Texto apresentado.
Romance está longe da melhor fase do autor

ADRIANO SCHWARTZ
ESPECIAL PARA A FOLHA

"Nós estamos prontos para afundar nossas vidinhas", diz alguém a certa altura de "Homem em Queda". E é de "vidinhas" mesmo que trata Don DeLillo neste romance tão distante de suas melhores obras. Há pouco aqui do mestre da paranóia, um dos "profetas" mais certeiros desse mundo de "homens partidos" em que viemos parar, ou do criador de inícios magistrais como os de "Mao 2º" ou de "Submundo".
A imagem central do texto deveria ser a do artista que dá o título ao livro e suas performances que buscam repetir em diferentes lugares de Nova York a queda dos corpos em desespero das torres gêmeas no 11/9. Mas talvez a imagem de fato se encontre em outro lugar, no personagem obcecado em contar os dedos dos pés das mulheres que encontra. Ele sabe que sempre a soma chegará a dez -e não se importa, insistindo sempre no ritual.
É essa sensação de banalidade que contamina todo o volume, a começar por seus dois protagonistas, Keith, um sobrevivente do desabamento, e Lianne, a sua ex-mulher, para casa de quem ele retorna após a tragédia. Os acontecimentos que se seguem (a relação dele com uma amante, também uma sobrevivente, e os torneios de pôquer; as conversas dela com a mãe e seu namorado) são enunciados com tédio e distanciamento.

O que fazer.
Imprima, sem alterações, o trecho da resenha sobre "Homem em Queda" que começa em "A imagem central" e termina em "sempre no ritual.". O material abaixo provém de outra fonte.

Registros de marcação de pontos
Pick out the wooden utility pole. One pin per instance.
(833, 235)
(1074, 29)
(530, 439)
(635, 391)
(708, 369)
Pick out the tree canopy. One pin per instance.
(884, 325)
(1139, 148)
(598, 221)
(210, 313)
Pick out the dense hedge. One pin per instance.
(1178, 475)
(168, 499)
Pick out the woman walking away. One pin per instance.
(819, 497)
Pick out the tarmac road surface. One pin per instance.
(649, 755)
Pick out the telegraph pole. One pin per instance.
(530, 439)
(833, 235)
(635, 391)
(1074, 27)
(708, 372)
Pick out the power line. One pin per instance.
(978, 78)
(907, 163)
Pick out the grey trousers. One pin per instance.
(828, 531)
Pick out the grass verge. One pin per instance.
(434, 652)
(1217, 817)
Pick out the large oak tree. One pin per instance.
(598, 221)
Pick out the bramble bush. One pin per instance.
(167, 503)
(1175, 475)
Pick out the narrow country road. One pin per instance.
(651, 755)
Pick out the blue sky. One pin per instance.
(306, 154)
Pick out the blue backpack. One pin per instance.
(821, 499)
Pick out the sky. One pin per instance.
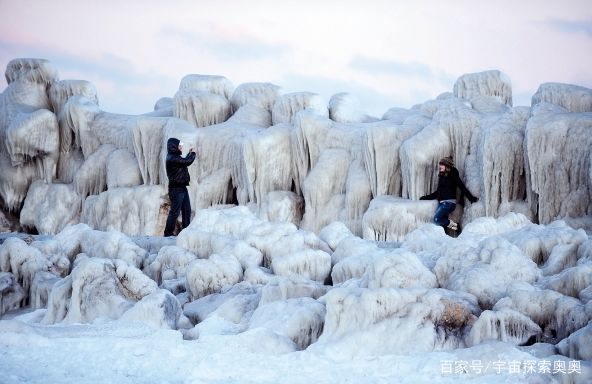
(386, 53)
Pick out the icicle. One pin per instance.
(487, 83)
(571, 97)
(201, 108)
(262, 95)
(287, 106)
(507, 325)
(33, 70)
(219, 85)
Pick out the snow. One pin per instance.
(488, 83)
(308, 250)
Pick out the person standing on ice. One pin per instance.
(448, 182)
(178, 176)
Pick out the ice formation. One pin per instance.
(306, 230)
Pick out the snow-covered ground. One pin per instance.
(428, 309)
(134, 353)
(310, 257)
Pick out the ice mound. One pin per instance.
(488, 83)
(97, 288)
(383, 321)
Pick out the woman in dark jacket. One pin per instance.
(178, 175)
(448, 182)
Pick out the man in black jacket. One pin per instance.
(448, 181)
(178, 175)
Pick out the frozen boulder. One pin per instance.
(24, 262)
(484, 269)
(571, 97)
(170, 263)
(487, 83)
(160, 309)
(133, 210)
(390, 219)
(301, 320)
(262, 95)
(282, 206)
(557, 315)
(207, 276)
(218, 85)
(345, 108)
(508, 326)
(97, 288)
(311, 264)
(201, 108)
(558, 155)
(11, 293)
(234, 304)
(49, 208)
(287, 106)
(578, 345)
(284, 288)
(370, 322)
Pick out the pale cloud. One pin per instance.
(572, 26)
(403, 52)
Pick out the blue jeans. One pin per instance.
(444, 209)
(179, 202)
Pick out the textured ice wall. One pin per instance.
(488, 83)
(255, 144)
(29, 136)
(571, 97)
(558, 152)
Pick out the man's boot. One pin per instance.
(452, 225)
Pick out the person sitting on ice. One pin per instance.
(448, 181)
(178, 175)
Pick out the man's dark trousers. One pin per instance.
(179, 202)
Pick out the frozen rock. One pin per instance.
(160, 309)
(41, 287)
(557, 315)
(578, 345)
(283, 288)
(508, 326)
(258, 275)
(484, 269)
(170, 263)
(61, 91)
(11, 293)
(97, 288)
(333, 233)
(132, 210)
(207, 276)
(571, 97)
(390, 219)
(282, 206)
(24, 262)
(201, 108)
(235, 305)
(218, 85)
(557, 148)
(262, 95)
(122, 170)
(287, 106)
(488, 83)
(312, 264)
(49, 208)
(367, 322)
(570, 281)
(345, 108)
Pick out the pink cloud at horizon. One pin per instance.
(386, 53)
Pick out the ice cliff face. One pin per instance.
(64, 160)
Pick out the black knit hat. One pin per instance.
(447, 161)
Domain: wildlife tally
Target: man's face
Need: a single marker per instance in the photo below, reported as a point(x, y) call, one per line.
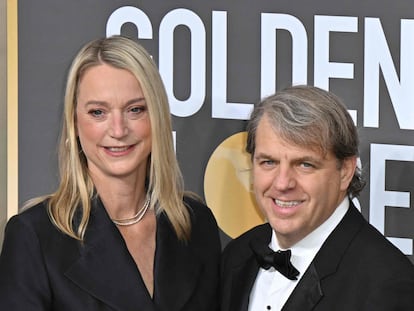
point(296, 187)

Resposta.
A imagem central do texto deveria ser a do artista que dá o título ao livro e suas performances que buscam repetir em diferentes lugares de Nova York a queda dos corpos em desespero das torres gêmeas no 11/9. Mas talvez a imagem de fato se encontre em outro lugar, no personagem obcecado em contar os dedos dos pés das mulheres que encontra. Ele sabe que sempre a soma chegará a dez -e não se importa, insistindo sempre no ritual.